WORK TO COMPLETE:
Rewrite the material below as a JSON list of strings, with one string per line and blank lines omitted, covering all of it. Leave the pictures out of your answer.
***
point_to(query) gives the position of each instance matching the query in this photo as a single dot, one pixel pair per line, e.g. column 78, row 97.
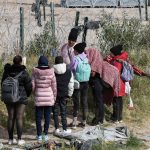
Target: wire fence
column 64, row 20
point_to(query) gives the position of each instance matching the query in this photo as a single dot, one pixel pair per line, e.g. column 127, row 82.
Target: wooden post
column 52, row 18
column 139, row 5
column 85, row 29
column 44, row 12
column 146, row 10
column 77, row 18
column 21, row 29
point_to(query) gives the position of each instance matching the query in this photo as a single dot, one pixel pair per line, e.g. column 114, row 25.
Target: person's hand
column 93, row 73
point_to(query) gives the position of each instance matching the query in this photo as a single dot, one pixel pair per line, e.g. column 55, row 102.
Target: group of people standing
column 75, row 69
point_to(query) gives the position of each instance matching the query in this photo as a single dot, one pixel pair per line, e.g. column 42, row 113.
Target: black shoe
column 82, row 125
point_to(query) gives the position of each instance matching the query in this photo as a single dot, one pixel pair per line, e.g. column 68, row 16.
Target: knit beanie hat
column 80, row 47
column 73, row 34
column 43, row 61
column 116, row 50
column 59, row 60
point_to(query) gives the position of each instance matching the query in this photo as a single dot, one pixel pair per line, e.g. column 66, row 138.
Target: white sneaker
column 57, row 131
column 68, row 131
column 10, row 142
column 46, row 138
column 21, row 142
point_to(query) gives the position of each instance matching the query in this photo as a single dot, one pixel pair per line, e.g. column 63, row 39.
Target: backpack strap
column 18, row 75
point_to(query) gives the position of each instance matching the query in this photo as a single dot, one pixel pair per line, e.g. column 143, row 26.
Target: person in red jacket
column 116, row 58
column 117, row 54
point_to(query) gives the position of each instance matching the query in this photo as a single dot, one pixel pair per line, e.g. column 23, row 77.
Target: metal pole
column 85, row 29
column 140, row 14
column 52, row 18
column 146, row 10
column 44, row 13
column 21, row 29
column 77, row 18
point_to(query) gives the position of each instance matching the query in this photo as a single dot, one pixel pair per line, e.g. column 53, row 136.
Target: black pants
column 39, row 115
column 80, row 98
column 15, row 114
column 97, row 89
column 60, row 103
column 117, row 108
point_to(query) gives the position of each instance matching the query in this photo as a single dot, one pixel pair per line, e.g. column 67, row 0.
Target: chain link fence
column 63, row 19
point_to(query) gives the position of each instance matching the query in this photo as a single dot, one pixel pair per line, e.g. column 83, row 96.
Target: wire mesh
column 64, row 19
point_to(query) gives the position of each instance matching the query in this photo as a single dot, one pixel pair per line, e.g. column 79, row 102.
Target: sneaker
column 46, row 138
column 10, row 142
column 21, row 142
column 73, row 126
column 39, row 138
column 121, row 121
column 116, row 122
column 57, row 131
column 67, row 131
column 81, row 124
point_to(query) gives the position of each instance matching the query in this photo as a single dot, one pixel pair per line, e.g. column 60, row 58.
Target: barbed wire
column 64, row 21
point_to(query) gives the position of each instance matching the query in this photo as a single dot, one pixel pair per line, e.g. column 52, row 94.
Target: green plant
column 132, row 33
column 134, row 143
column 43, row 43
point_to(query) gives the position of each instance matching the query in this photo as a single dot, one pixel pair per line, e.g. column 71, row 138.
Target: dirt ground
column 64, row 17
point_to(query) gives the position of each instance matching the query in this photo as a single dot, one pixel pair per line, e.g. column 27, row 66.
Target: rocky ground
column 30, row 134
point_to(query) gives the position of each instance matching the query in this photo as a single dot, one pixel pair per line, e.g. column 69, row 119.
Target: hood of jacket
column 43, row 72
column 12, row 70
column 60, row 68
column 123, row 56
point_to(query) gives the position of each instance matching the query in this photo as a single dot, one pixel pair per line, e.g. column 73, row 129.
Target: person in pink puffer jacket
column 45, row 91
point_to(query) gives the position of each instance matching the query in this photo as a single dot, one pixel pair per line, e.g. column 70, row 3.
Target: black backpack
column 10, row 89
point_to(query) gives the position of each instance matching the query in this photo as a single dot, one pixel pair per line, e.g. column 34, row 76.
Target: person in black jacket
column 16, row 110
column 65, row 87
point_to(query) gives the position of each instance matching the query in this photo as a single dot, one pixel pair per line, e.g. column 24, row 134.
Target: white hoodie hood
column 60, row 68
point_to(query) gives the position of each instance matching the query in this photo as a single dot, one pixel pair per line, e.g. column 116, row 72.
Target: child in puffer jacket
column 65, row 87
column 45, row 91
column 81, row 69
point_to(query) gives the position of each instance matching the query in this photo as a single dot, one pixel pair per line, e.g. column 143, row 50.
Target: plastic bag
column 127, row 88
column 130, row 105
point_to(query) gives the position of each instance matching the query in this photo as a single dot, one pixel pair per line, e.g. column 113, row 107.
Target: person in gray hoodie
column 65, row 88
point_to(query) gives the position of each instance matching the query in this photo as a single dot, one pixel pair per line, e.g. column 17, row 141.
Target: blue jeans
column 39, row 115
column 80, row 98
column 60, row 103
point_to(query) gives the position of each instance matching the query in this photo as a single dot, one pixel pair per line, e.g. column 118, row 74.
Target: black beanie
column 73, row 34
column 116, row 50
column 59, row 60
column 43, row 61
column 80, row 47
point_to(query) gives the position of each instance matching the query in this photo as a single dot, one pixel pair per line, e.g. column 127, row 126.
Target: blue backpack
column 127, row 72
column 83, row 70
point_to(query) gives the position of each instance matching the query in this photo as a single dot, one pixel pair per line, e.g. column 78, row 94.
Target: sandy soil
column 64, row 21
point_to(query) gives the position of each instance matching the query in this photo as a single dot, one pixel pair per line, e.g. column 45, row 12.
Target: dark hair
column 17, row 60
column 116, row 50
column 59, row 60
column 80, row 47
column 73, row 35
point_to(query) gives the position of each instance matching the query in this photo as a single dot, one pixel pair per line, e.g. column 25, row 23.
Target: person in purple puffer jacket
column 45, row 91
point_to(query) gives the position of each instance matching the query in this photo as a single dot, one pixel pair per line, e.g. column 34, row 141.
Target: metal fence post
column 52, row 18
column 146, row 10
column 139, row 5
column 85, row 29
column 77, row 18
column 21, row 29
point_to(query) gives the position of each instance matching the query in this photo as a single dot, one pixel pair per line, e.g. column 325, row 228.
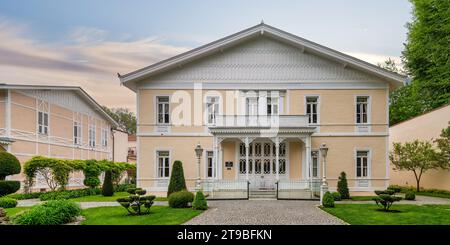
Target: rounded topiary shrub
column 180, row 199
column 199, row 202
column 9, row 165
column 410, row 196
column 108, row 187
column 6, row 202
column 336, row 196
column 328, row 200
column 177, row 181
column 8, row 187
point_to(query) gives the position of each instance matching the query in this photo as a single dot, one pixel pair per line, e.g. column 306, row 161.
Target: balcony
column 260, row 121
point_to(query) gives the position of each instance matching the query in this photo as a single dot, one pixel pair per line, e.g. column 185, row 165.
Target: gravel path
column 84, row 205
column 264, row 212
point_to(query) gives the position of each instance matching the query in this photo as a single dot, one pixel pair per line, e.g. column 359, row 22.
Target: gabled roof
column 78, row 90
column 129, row 79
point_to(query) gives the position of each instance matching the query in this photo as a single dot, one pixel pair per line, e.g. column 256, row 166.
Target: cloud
column 88, row 60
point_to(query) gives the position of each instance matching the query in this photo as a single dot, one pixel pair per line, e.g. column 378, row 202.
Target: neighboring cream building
column 260, row 103
column 424, row 127
column 54, row 121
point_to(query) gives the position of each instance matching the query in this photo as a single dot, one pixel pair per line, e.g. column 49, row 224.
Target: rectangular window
column 210, row 164
column 272, row 106
column 362, row 103
column 163, row 164
column 163, row 109
column 315, row 163
column 362, row 162
column 104, row 137
column 312, row 109
column 42, row 122
column 77, row 133
column 212, row 105
column 91, row 136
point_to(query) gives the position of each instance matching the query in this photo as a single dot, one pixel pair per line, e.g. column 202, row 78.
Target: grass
column 401, row 214
column 13, row 211
column 100, row 198
column 160, row 215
***
ANSWER TO THE TASK:
[
  "point_to(query) gives the position of each instance matching the query in this photo as a single dot, one pixel pair per line, e.g. column 78, row 97.",
  "Target: wire fence",
  "column 64, row 20",
  "point_to(query) gives the position of each instance matching the query in this photo as a single dot, one pixel pair per line, e.g. column 127, row 82.",
  "Target: wooden post",
  "column 52, row 18",
  "column 139, row 5",
  "column 85, row 29",
  "column 44, row 12",
  "column 146, row 10",
  "column 77, row 18",
  "column 21, row 29",
  "point_to(query) gives the position of each instance matching the query in this photo as a single dot, one pixel pair per line, e.g. column 114, row 25.",
  "Target: person's hand",
  "column 93, row 73",
  "point_to(query) gives the position of each instance matching the query in this photo as a single dot, one pixel pair per line, e.g. column 55, row 102.",
  "Target: group of people standing",
  "column 75, row 69",
  "point_to(query) gives the position of each instance matching the query in this photo as a single dot, one pixel pair per line, e.g. column 42, row 113.",
  "Target: black shoe",
  "column 82, row 125",
  "point_to(query) gives the position of each instance matching the query in this photo as a single dot, one pixel pair per line, e.g. column 68, row 16.",
  "Target: knit beanie hat",
  "column 80, row 47",
  "column 73, row 34",
  "column 43, row 61",
  "column 116, row 50",
  "column 59, row 60",
  "point_to(query) gives the position of each instance matching the query in this photo as a single dot, one pixel pair per line, e.g. column 66, row 138.",
  "Target: white sneaker",
  "column 57, row 131",
  "column 68, row 131",
  "column 10, row 142",
  "column 46, row 138",
  "column 21, row 142",
  "point_to(query) gives the position of each instance matching the query in this photo as a single dot, one pixel pair per line, e.g. column 63, row 39.",
  "Target: backpack strap",
  "column 18, row 75",
  "point_to(query) gives the position of each instance matching the query in this photo as a single dot, one pixel pair per line, e.g. column 143, row 26.",
  "Target: person in red jacket",
  "column 116, row 58",
  "column 117, row 54",
  "point_to(query) gives the position of each instance matching the query in this photo as a single dot, one pixel pair per line, e.g. column 23, row 77.",
  "Target: metal pole",
  "column 85, row 29",
  "column 140, row 14",
  "column 52, row 18",
  "column 146, row 10",
  "column 44, row 13",
  "column 21, row 29",
  "column 77, row 18",
  "point_to(query) gives the position of each instance matching the query in this photo as a single dot, one pixel pair per line, e.g. column 53, row 136.",
  "Target: black pants",
  "column 39, row 115",
  "column 80, row 98",
  "column 15, row 114",
  "column 97, row 89",
  "column 60, row 103",
  "column 117, row 108",
  "point_to(query) gives the position of each instance matching the query in this photo as a single dot, one pixel pair per line, e.g. column 67, row 0.",
  "Target: chain link fence",
  "column 63, row 19",
  "point_to(query) gives the position of each instance matching the query in this photo as a single dot, one pixel pair per line, e.g. column 83, row 96.",
  "Target: wire mesh",
  "column 64, row 19",
  "point_to(query) gives the position of each instance matching the query in this photo as a single dot, one pixel pair per line, e.g. column 79, row 102.",
  "Target: sneaker",
  "column 46, row 138",
  "column 10, row 142",
  "column 21, row 142",
  "column 73, row 126",
  "column 39, row 138",
  "column 121, row 121",
  "column 116, row 122",
  "column 57, row 131",
  "column 67, row 131",
  "column 81, row 124",
  "point_to(query) gives the position of each instance matching the query in this photo as a single dot, one pixel pair per line, e.g. column 60, row 58.",
  "Target: barbed wire",
  "column 64, row 21",
  "point_to(query) gives the position of each instance matching the query in this photo as a single dot, one pixel pair per line, e.g. column 52, row 94.",
  "Target: green plant",
  "column 132, row 33",
  "column 134, row 143",
  "column 43, row 43",
  "point_to(query) gives the position of each instance matching the query in this photo as a single dot, one pixel pair per line, e.g. column 71, row 138.",
  "Target: dirt ground",
  "column 64, row 17",
  "point_to(query) gives the position of each instance matching the query in this photo as a single dot, one pixel pair per line, e.g. column 27, row 66.",
  "Target: rocky ground",
  "column 30, row 134",
  "point_to(query) gives the position of each instance matching the query in this photo as a single dot, one pixel pair per line, e.g. column 69, row 119.",
  "Target: hood of jacket",
  "column 43, row 72",
  "column 12, row 70",
  "column 60, row 68",
  "column 123, row 56",
  "point_to(query) gives the position of each instance matching the query in this photo as a single dot, one pixel pair per line, e.g. column 73, row 129.",
  "Target: person in pink puffer jacket",
  "column 45, row 91",
  "point_to(query) gives the position of each instance matching the query in this photo as a single dot, one pixel pair per line, e.g. column 70, row 3.",
  "Target: black backpack",
  "column 10, row 89",
  "point_to(query) gives the position of each instance matching the query in this photo as a single dot, one pixel pair per line, e.g. column 34, row 76.",
  "Target: person in black jacket",
  "column 16, row 110",
  "column 65, row 87",
  "point_to(query) gives the position of each instance matching the query in this photo as a single dot, one pixel pair per line, e.g. column 24, row 134.",
  "Target: white hoodie hood",
  "column 60, row 68",
  "point_to(query) gives the position of each instance matching the query in this photo as a single dot, one pixel pair per line, e.g. column 116, row 72.",
  "Target: child in puffer jacket",
  "column 65, row 87",
  "column 45, row 91",
  "column 81, row 69",
  "point_to(query) gives the position of each instance matching the query in this photo as a single dot, one pixel pair per line, e.g. column 143, row 50.",
  "Target: plastic bag",
  "column 127, row 88",
  "column 130, row 105",
  "point_to(query) gives the position of each instance matching the query in this photo as a single dot, one pixel pair per line, e.g. column 113, row 107.",
  "Target: person in gray hoodie",
  "column 65, row 88",
  "point_to(query) gives the position of each instance matching the query in this photo as a single dot, one pixel pair per line, e.g. column 17, row 141.",
  "Target: blue jeans",
  "column 39, row 115",
  "column 80, row 98",
  "column 60, row 103",
  "point_to(query) gives the position of each instance matching the query in this photo as a single dot, one pixel pair per line, e.g. column 118, row 74.",
  "Target: black beanie",
  "column 73, row 34",
  "column 116, row 50",
  "column 59, row 60",
  "column 43, row 61",
  "column 80, row 47",
  "point_to(query) gives the position of each instance matching the query in this photo as a single dot, one pixel pair per line, e.g. column 127, row 126.",
  "Target: blue backpack",
  "column 127, row 72",
  "column 83, row 70",
  "point_to(query) gives the position of each instance matching the query in this photo as a single dot, one pixel pair per line, e.g. column 78, row 94.",
  "Target: sandy soil",
  "column 64, row 21",
  "point_to(query) gives the position of each instance matching the query in this photo as a single dot, one pixel pair per line, e.g. column 45, row 12.",
  "Target: dark hair",
  "column 17, row 60",
  "column 116, row 50",
  "column 59, row 60",
  "column 80, row 47",
  "column 73, row 35",
  "point_to(query) gives the position of each instance matching the query in this photo as a single dot, one pixel pair per line, e.g. column 25, row 23.",
  "Target: person in purple puffer jacket",
  "column 45, row 91",
  "point_to(query) gives the position of each instance matching the query in this photo as a single dot, one pixel pair per line, e.g. column 34, row 141.",
  "Target: metal fence post",
  "column 52, row 18",
  "column 146, row 10",
  "column 139, row 5",
  "column 85, row 29",
  "column 77, row 18",
  "column 21, row 29",
  "point_to(query) gives the position of each instance matching the query in this photo as a single dot, one pixel pair per line, e.g. column 325, row 228.",
  "Target: rounded topiary shrub",
  "column 180, row 199",
  "column 199, row 202",
  "column 9, row 165",
  "column 410, row 196",
  "column 108, row 187",
  "column 6, row 202",
  "column 336, row 196",
  "column 328, row 200",
  "column 177, row 181",
  "column 8, row 187",
  "point_to(query) gives the position of each instance matching the query in this photo as a single dot, one pixel pair per line, e.g. column 306, row 161.",
  "Target: balcony",
  "column 260, row 121",
  "point_to(query) gives the position of each instance matching the query in this photo as a single dot, one pixel pair per line, e.g. column 185, row 165.",
  "Target: gravel path",
  "column 84, row 205",
  "column 264, row 212",
  "point_to(query) gives the position of each instance matching the query in this photo as a single dot, one pixel pair per line, e.g. column 359, row 22.",
  "Target: gabled roof",
  "column 78, row 90",
  "column 129, row 79",
  "point_to(query) gives the position of each instance matching the query in this photo as a single dot, one pixel pair per line, e.g. column 256, row 166.",
  "Target: cloud",
  "column 88, row 60",
  "point_to(query) gives the position of each instance matching the query in this photo as a single dot, one pixel pair per line, e.g. column 378, row 202.",
  "Target: neighboring cream building",
  "column 260, row 103",
  "column 424, row 127",
  "column 54, row 121",
  "point_to(query) gives the position of each instance matching the query in this photo as a single dot, one pixel pair per line, e.g. column 49, row 224.",
  "Target: rectangular window",
  "column 210, row 164",
  "column 272, row 106",
  "column 362, row 103",
  "column 163, row 164",
  "column 163, row 109",
  "column 315, row 163",
  "column 362, row 162",
  "column 104, row 137",
  "column 312, row 109",
  "column 42, row 122",
  "column 77, row 133",
  "column 212, row 105",
  "column 91, row 136",
  "point_to(query) gives the position of each instance matching the query in this photo as a single dot, one pixel pair per line, e.g. column 202, row 78.",
  "Target: grass",
  "column 401, row 214",
  "column 13, row 211",
  "column 100, row 198",
  "column 160, row 215"
]